+++ Source document

# Course 3: The NumPy package

## Motivation

NumPy (Numerical Python) is the core package for scientific computations in Python. It supports vectors and multidimensional matrices (tensors), functions for random number generation, linear algebra, signal processing, basic stats, etc. NumPy is a standard used by other packages. The manipulated data must fit RAM memory. NumPy relies on  C compiled code. 

In many situations data can be converted to numbers:
* an image in grey can be seen as a 2d matrix; every number is the intensity of the corresponding pixel  (0 - black, 255 - white)
![Imagine minsi scalata 0-1](./images/mnist_image.png)
* a colour image can be seen as a 3d matrix, of represented as RGB: the "parallel" matrices are representing a colour channel:
![Imagine RGB descompusa in 3 canale](./images/channelsrgb.gif)
* an audio file can be seen as one or more vectors, where the number of vectors is the number of recoring channels. For a wav file, the values represent membrane's displacement, sampled in time:
![sunet](./images/sound.png)
* a text can be translated in numerical vectors by using techniques as [Bag of words](https://en.wikipedia.org/wiki/Bag-of-words_model), [Word2vec](https://en.wikipedia.org/wiki/Word2vec), or any other type of embedding.

Vector and matrix representation used by NumPy is much more efficient than Python lists. The NumPy code actually uses native libraries, not interpreted code. If you vectorize you code, the efficiency is even greater on actual CPUs. 

The basic data type from NumPy is `ndarray` - n-dimensional array. 

## Creating arrays

In [None]:
# importing numpy, traditionally aliased as np
import numpy as np

# print numpy version, for further reproducibility
...

In [None]:
# create a vector starting from a Python list
x = np.array([1, 4, 2, 5, 3])

# printing x's type
print(...) 

# all the elements in the array are of the same type
print(...) 

# you can explicitely specify the underlying type in the array
y = np.array([1, 2, 3], dtype=np.float16)
print(y.dtype)

In [None]:
# useful functions
all_zeros = ...
print(all_zeros)
# printing number of elements on each dimension (axes)
print(all_zeros.shape)

In [None]:
# 2d matrix
mat = np.array(...)  # note we start from lists of lists
print(mat)
print(mat.shape)
print(mat[0, 1])

In [None]:
# matrix with same value:
mat_7 = ....
print(mat_7)

mat_7_2 = ...

print(mat_7 == mat_7_2)

The number of dimensions of a matrix is given by:

In [None]:
print('Number of dimensions of all_zeros:', all_zeros.ndim)
print('Number of dimensions of mat:', mat.ndim)

++++++

▶ _Tasks and exercises_
a) List every kind of data that the NumPy course text says can be converted to numbers.
b) Continue the NumPy course text from the point at which it stops.

+++ Records provided

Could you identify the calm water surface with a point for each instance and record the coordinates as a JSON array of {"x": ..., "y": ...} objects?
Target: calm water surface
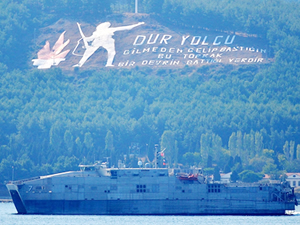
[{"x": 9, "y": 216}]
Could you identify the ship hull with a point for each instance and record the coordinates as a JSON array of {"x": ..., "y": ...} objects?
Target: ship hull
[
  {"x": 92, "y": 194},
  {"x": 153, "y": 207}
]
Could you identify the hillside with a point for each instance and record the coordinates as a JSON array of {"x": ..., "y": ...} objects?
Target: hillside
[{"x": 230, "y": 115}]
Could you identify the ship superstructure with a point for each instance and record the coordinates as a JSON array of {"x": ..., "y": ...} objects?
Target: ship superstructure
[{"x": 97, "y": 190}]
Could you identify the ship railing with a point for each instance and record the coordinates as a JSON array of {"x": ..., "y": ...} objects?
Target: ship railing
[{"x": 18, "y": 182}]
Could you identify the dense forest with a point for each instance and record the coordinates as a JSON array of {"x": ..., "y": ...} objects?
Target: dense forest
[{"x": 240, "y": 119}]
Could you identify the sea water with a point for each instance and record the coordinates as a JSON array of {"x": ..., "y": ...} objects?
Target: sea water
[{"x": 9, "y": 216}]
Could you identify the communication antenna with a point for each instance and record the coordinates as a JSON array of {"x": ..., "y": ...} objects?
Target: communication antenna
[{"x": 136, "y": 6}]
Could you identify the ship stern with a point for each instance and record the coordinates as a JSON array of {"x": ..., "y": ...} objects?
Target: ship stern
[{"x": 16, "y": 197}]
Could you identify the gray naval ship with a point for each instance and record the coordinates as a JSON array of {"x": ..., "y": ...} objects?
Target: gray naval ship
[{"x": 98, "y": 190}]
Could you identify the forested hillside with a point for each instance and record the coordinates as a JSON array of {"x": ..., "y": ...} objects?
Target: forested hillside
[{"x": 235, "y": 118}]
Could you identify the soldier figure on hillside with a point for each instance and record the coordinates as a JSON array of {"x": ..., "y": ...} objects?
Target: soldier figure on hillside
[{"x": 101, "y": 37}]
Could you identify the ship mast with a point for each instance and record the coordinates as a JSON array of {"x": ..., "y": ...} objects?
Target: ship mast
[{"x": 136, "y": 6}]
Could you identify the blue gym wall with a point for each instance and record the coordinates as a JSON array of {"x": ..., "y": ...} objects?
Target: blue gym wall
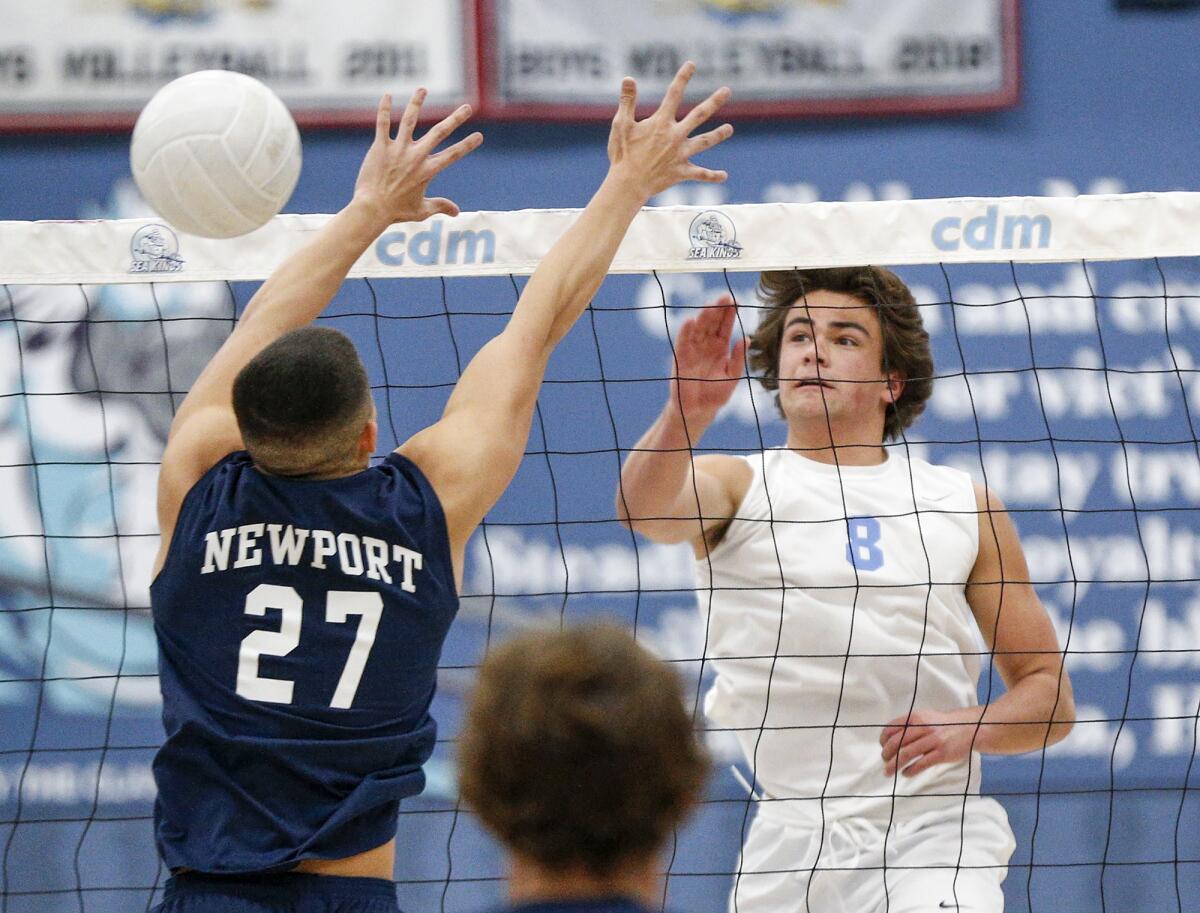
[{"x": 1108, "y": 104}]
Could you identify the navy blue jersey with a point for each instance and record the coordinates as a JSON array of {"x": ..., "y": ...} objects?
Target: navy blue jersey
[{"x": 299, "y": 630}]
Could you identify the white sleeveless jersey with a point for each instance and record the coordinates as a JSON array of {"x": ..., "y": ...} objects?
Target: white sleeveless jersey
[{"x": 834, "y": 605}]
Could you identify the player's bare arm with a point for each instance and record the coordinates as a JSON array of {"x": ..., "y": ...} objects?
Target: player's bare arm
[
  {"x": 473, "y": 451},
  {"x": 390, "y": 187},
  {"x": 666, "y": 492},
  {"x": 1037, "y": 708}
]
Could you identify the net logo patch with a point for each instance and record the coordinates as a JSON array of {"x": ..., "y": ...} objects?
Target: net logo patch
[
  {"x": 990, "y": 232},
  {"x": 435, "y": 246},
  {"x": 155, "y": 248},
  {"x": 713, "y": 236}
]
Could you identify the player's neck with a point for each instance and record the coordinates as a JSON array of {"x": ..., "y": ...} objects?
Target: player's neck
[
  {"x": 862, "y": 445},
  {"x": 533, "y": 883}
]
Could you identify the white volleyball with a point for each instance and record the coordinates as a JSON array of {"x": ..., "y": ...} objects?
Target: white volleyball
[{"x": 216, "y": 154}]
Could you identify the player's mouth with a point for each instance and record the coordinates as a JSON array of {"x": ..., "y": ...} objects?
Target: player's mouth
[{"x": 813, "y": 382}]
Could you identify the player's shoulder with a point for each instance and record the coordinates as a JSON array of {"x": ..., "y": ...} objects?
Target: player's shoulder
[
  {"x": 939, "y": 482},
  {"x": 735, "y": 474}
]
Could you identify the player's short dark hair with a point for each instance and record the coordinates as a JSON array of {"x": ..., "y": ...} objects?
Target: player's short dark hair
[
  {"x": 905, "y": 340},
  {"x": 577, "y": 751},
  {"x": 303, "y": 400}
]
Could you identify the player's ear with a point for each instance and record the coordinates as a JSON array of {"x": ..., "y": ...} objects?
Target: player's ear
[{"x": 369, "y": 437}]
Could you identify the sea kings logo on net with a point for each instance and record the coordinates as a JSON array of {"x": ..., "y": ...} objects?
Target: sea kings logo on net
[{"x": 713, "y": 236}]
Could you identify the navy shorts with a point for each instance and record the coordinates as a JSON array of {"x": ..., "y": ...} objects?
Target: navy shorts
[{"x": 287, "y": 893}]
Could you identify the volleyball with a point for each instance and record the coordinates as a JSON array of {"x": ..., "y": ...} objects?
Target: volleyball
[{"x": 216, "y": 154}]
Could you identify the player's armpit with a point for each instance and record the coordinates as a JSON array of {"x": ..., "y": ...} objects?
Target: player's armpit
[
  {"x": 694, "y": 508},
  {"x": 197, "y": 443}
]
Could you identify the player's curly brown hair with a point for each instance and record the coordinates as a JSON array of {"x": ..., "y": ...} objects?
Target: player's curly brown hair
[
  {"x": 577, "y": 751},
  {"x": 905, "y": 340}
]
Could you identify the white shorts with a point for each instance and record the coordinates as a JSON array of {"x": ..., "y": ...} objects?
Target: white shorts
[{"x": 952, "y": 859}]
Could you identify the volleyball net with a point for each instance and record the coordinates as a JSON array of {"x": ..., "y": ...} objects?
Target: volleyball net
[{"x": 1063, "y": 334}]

++++++
+++ Records provided

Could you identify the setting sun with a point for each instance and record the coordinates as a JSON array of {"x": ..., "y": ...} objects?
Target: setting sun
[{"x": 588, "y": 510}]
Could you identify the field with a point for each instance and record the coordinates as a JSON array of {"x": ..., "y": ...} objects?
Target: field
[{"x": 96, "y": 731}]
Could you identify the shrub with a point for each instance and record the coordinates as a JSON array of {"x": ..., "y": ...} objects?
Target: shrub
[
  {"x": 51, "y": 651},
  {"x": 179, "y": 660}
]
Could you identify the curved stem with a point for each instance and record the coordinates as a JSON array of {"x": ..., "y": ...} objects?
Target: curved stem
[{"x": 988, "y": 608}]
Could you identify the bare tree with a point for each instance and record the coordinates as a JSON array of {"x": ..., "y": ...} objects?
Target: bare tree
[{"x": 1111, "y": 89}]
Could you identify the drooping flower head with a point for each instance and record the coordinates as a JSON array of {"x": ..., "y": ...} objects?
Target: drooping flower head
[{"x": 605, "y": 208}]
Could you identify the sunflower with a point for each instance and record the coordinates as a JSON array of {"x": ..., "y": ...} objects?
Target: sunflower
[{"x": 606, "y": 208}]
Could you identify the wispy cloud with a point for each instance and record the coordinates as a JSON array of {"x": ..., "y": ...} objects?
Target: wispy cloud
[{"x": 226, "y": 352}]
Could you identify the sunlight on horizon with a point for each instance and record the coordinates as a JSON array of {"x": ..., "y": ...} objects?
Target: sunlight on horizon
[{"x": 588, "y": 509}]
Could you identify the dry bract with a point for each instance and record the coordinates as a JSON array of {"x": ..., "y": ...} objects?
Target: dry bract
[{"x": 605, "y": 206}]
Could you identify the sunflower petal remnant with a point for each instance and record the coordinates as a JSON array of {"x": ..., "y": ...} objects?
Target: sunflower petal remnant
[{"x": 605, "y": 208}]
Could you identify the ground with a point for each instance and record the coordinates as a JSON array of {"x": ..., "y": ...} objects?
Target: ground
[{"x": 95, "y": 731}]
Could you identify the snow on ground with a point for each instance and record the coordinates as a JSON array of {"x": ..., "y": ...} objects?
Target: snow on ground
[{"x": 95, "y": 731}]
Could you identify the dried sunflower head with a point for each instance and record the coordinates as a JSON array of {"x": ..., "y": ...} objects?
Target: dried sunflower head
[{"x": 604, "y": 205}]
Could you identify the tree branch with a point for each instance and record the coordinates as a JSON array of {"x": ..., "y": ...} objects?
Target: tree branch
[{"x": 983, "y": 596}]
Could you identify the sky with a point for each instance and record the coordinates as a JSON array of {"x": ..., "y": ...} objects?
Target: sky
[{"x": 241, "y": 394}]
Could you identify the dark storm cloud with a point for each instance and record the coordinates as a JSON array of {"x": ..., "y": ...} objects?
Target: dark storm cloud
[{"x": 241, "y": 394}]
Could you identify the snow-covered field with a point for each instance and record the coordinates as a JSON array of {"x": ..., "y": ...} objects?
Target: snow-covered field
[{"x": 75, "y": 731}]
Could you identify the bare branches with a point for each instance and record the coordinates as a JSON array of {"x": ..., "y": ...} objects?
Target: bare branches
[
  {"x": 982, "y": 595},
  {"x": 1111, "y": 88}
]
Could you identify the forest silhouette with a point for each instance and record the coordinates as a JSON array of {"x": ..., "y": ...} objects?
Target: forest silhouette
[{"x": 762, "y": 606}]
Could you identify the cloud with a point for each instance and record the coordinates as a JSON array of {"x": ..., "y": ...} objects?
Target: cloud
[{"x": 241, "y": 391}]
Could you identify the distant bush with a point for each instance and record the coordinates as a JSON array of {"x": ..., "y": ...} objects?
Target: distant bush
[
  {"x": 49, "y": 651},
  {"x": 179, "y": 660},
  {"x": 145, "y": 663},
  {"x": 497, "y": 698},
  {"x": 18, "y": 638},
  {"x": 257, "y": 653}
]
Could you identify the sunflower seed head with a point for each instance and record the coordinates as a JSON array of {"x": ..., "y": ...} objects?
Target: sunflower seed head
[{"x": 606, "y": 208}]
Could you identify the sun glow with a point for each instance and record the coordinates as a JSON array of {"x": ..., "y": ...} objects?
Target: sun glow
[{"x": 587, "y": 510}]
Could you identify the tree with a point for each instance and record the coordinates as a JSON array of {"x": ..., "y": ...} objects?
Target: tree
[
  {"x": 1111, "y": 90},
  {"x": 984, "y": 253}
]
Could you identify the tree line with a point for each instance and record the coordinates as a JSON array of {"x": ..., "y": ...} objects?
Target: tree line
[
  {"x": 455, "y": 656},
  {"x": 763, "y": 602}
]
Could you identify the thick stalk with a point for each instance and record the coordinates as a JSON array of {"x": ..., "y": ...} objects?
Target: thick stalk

++++++

▶ _Per-task answers_
a)
- A grey image
- A colour image
- An audio file
- A text

b)
The total number of elements, byte size of an element are found as:

In [None]:
print('mat size: {0}\nmat element size: {1} bytes\nmat.dtype:{2}'.format(mat.size, mat.itemsize, mat.dtype))

In [None]:
# usefull function
# identity matrix
print(...)

In [None]:
# equally spaced values in an interval; the interval bounds are part of the vector
print(...)

In [None]:
# arange works identically with Python's range function
some_values = np.arange(0, 10, 3)
print(some_values)
print(type(some_values))

In [None]:
# random numbers
x = np.random.random(...)
print(x)

The following data types can be used for NumPy arrays:

| Type  | Explanation |
| ---- | -----------|
| bool_ | 	Boolean (True or False) stored as a byte | 
| int_ | 	Default integer type (same as C long; normally either int64 or int32) | 
| intc | 	Identical to C int (normally int32 or int64) | 
| intp | 	Integer used for indexing (same as C ssize_t; normally either int32 or int64) | 
| int8 | 	Byte (-128 to 127) | 
| int16 | 	Integer (-32768 to 32767) | 
| int32 | 	Integer (-2147483648 to 2147483647) | 
| int64 | 	Integer (-9223372036854775808 to 9223372036854775807) | 
| uint8 | 	Unsigned integer (0 to 255) | 
| uint16 | 	Unsigned integer (0 to 65535) | 
| uint32 | 	Unsigned integer (0 to 4294967295) | 
| uint64 | 	Unsigned integer (0 to 18446744073709551615) | 
| float_ | 	Shorthand for float64. | 
| float16 | 	Half precision float: sign bit, 5 bits exponent, 10 bits mantissa | 
| float32 | 	Single precision float: sign bit, 8 bits exponent, 23 bits mantissa | 
| float64 | 	Double precision float: sign bit, 11 bits exponent, 52 bits mantissa | 
| complex_ | 	Shorthand for complex128. | 
| complex64 | 	Complex number, represented by two 32-bit floats (real and imaginary components) | 
| complex128 | 	Complex number, represented by two 64-bit floats (real and imaginary components) |

A popular operation is taking an array and changing its shape:

In [None]:
# from a vector to a matrix
vec = np.arange(10)
mat = vec.reshape(...)
print(vec)
print(mat)

In [None]:
#...and vice versa:
vec2 = ...
print(vec2)

Matrices can be concatenated; the concatenation dimension (axis) should be specified:

In [None]:
a = np.array([[1, 2], [3, 4]], float)
b = np.array([[5, 6], [7,8]], float)

In [None]:
# vertical concatenation (stacking)
vertical = np.concatenate(...)
print(vertical)

The axis concept is defined for matrices with at least two dimensions. For a 2D matrix, the axis 0 sweeps the matrix vertically, while axis 1 sweeps it horizontally.

In [None]:
# horizontal concatenation
horizontal = np.concatenate(...)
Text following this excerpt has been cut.